Requirement: Keep the pictures out of the copy and print all the entries below exactly.
◇ ◇ ◇ ◇
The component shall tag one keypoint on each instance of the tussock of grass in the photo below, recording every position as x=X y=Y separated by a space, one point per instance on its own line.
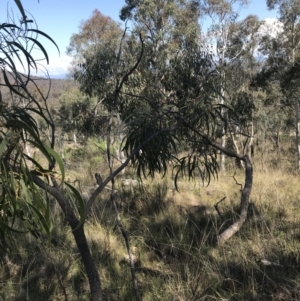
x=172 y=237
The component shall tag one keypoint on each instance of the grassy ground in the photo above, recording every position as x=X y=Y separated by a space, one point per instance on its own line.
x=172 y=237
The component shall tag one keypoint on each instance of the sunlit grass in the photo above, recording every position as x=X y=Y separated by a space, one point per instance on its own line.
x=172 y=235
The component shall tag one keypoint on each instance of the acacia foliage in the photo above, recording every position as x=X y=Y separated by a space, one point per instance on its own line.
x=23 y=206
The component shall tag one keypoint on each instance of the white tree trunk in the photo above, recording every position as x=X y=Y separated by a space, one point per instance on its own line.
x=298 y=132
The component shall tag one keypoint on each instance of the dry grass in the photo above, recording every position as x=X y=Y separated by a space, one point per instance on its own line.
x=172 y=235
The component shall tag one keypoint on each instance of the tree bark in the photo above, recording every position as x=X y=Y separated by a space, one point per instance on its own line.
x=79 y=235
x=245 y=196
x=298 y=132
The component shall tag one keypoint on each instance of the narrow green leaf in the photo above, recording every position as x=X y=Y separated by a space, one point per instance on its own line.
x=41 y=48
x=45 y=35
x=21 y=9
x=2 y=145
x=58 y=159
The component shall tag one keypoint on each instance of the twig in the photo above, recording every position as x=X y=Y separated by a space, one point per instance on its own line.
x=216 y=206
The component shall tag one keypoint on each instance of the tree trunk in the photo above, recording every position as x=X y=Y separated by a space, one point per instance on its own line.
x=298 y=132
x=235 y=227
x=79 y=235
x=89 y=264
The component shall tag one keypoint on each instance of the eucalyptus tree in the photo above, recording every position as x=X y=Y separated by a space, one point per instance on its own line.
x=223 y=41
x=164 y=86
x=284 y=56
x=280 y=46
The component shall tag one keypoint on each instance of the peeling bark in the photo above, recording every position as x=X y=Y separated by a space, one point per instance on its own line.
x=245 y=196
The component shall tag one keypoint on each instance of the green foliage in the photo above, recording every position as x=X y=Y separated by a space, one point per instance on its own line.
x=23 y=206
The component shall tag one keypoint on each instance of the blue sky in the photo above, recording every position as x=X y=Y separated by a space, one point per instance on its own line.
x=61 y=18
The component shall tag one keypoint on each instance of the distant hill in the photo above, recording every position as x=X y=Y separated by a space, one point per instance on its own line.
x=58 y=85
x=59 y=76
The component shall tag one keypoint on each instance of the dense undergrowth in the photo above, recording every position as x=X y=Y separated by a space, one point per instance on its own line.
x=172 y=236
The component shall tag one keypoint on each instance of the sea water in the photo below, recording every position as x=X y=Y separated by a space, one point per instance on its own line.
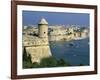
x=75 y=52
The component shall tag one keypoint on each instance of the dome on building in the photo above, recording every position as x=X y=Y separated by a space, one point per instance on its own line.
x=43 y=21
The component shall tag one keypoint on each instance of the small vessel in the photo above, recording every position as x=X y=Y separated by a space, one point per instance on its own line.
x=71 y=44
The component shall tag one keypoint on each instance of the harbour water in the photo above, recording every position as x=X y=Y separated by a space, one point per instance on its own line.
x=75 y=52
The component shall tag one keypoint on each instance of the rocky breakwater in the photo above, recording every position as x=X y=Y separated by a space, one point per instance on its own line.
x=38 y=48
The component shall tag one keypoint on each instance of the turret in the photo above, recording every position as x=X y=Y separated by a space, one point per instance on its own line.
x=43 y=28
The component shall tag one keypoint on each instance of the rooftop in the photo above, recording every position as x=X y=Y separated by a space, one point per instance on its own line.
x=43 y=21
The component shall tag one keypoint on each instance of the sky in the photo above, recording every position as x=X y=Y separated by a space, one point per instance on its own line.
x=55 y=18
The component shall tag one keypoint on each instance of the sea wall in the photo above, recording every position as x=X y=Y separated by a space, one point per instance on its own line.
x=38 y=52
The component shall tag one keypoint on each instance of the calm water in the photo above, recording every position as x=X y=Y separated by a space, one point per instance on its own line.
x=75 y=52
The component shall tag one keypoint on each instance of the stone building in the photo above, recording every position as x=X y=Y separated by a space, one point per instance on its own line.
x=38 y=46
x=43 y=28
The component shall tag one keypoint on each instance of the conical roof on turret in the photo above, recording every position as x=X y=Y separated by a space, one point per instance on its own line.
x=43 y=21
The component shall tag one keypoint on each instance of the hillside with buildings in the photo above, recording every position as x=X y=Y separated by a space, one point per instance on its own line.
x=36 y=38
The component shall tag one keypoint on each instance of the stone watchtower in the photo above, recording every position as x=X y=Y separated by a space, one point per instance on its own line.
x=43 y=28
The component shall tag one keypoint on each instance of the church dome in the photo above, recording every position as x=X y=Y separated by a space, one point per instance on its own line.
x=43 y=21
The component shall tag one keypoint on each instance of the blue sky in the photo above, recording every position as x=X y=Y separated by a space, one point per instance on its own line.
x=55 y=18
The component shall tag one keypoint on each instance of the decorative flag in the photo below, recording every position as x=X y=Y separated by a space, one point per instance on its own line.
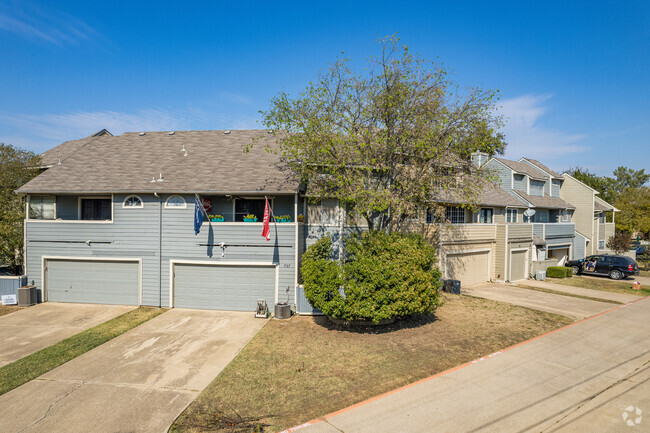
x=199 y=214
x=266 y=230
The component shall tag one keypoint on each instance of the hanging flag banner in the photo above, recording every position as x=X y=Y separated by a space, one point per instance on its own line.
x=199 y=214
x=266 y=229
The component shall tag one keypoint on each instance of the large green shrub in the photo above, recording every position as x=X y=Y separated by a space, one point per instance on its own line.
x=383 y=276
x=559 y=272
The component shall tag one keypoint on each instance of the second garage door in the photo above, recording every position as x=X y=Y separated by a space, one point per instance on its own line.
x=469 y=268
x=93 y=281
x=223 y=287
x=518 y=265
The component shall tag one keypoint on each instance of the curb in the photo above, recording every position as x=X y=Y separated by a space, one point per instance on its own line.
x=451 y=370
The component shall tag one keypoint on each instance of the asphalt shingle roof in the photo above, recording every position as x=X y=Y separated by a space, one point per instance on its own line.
◇ ◇ ◇ ◇
Completed task:
The component shall tag one keypoint on each instance of the tussock of grass in the photo below, recording every position as x=X y=Y separated by a space, one point per instance on its own line.
x=172 y=237
The component shall tag one keypoint on each instance of the grassy ground in the photo above, recording every position as x=X y=Y separated by a space, one point per instance on its own line.
x=172 y=237
The component shall tag one keypoint on each instance of the sunlit grass in the photo above, recording every position as x=X y=Y separated by a space, one point per instance on its own line.
x=172 y=235
The component shall tag one keypoint on each instance of the acacia foliage in the photo above, recording every position as x=X y=Y separated by a space, one point per instance on its own line.
x=23 y=206
The component shall tag one keypoint on each instance of the white tree trunk in the photo above, recording every position as x=X y=Y separated by a space, one point per instance on its own line.
x=298 y=132
The component shall tag one keypoint on each instance of the dry grass in the photo above, recording every position as x=X y=Y separated by a space, one point per instance on its own line.
x=172 y=235
The component shall tag one keypoint on each instance of the tree bark in the photo above, recording every position as x=X y=Y separated by a space, one point per instance on its own line.
x=79 y=235
x=245 y=196
x=298 y=132
The component shall tag one keypoint on each instance of the narrow green leaf in the photo above, recording every position as x=X y=Y separated by a space, one point per instance on its own line.
x=41 y=48
x=45 y=35
x=21 y=9
x=2 y=145
x=58 y=159
The component shall tag one keypoint on each instance of the twig in the photo above, recording every position as x=X y=Y separated by a space, one point per instance on its own line.
x=216 y=206
The component shall tag one keypoint on each instance of the tree trunk in the photo above, recording every position as x=X y=Y separated by a space, one point per instance on its own line.
x=298 y=132
x=235 y=227
x=79 y=235
x=89 y=264
The component shall tag one keypoint on each instance of the eucalyptus tree in the photo above, recording every position as x=X y=Y separated by a space, one point per instance on its own line.
x=223 y=41
x=164 y=86
x=284 y=56
x=280 y=46
The component shall tag one keypoint on each instance of the peeling bark in the photo above, recording every position as x=X y=Y separated by a space, one point per instance on its own line.
x=245 y=196
The component shall tag one keypoint on each instance of the green foliage in the photo above, recording every position as x=X y=Y separated by a space, one point per instance on its own line.
x=23 y=206
The component shall tag one keypoint on each instance of the blue sky in the photo above, recording every position as x=X y=Y separated by a space, one point per instance on its own line.
x=61 y=18
The component shall tag one keypoint on each instance of the distant hill in the photo above, recording every position as x=X y=Y separated by a space, one point per instance on its own line.
x=58 y=85
x=59 y=76
The component shall tag one keypoint on each instance of the dense undergrowth in the photo above, recording every position as x=X y=Y separated by a space, one point per instance on its own line.
x=172 y=236
The component shall tag one keypoint on each instance of the sea water in the photo below, recording every position as x=X y=Y separated by a space, one point per instance on its own line.
x=75 y=52
The component shall tag one keypoint on each instance of the dome on building in the photo above, recording every position as x=X y=Y separated by a space, one point per instance on its own line.
x=43 y=21
The component shall tag one keypoint on each instance of the small vessel in the photo above, recording every position as x=X y=Y separated by a space, one point per instance on its own line.
x=71 y=44
The component shall tag one keypoint on each instance of the harbour water in the photo above, recording every position as x=X y=Y separated by a space, one point per instance on its own line.
x=75 y=52
The component shall tag one keypoint on each instance of the rocky breakwater in the photo above, recording every position as x=X y=Y separated by a space, one point per instance on its own line.
x=38 y=48
The component shall tag one keypoint on each instance of the turret in the photo above, recording every position as x=X y=Y separated by a space, one point per instance on its own line.
x=43 y=28
The component shall tag one keypoint on each instance of the rooftop in the photo above, recording every position as x=X y=Y separated by a space, one point per instance on its own line.
x=43 y=21
The component shall tag one keypoint on each instance of the sky in the photo above, recording every position as x=X y=Y separated by a space, one point per instance on its own line.
x=55 y=18
The component shall tag one keypoint on each instance of the sea wall in the photo above, recording every position as x=X y=Y separated by a space, one point per instance on its own line.
x=38 y=52
The component shall tag one keypoint on each instance of the calm water in the photo above, recording every position as x=X y=Y separated by a space, one point per instance on its own line.
x=75 y=52
The component shall tag one keypoint on each instance of the stone building in the photo above, recording every position as x=X y=Y separated by a space, one point per instance on its own line.
x=38 y=46
x=43 y=28
The component shall tag one keypoint on each instance of the conical roof on turret in the photo above, recording every position as x=X y=Y separated by a space, one point per instance on its own line.
x=43 y=21
The component shall tag one keypoint on each instance of the hillside with buildings in the photo above, recording every position as x=X y=Y separated by a space, one point per instance on its own line.
x=36 y=38
The component shall tag one keypoint on each instance of the stone watchtower in the photo above, recording every position as x=X y=Y separated by a space, one point per instance on its own line.
x=43 y=28
The component shall tag one keypoint on each instance of the church dome in the photo above, recording every position as x=X y=Y separated by a space, one point per instance on its own line.
x=43 y=21
The component shall tag one keypoint on each instance of the blue sky in the photo above, recording every position as x=X y=Y separated by a space, one point per instance on its own line.
x=55 y=18
The component shall tag one keypoint on each instance of the decorative flag in the photo below, recording every position as x=X y=Y separated by a space, one point per instance on its own line.
x=199 y=214
x=266 y=230
The component shall tag one keypoint on each instance of the hanging flag banner in the photo above, recording every position as x=X y=Y separated by a space, one point per instance on its own line.
x=199 y=214
x=266 y=229
The component shall tag one keypoint on each instance of the large green shrub in the photo above, recording every position as x=X y=Y separated by a space, one point per instance on its own line.
x=383 y=276
x=559 y=272
The component shall tag one keypoint on each instance of the second garage door in the photo above, recording every position as x=X y=Y separated by a space, one point per instance on its own line.
x=469 y=268
x=93 y=281
x=223 y=287
x=518 y=265
The component shall tag one keypoint on each instance of the curb in the photo above, recording every position as x=X y=Y separated by a space, one point per instance on its own line.
x=451 y=370
The component shall tag one keypoint on each instance of the asphalt shingle roof in the photo above, recording every position as x=X y=Y separated by a space, one point per instance on its own line.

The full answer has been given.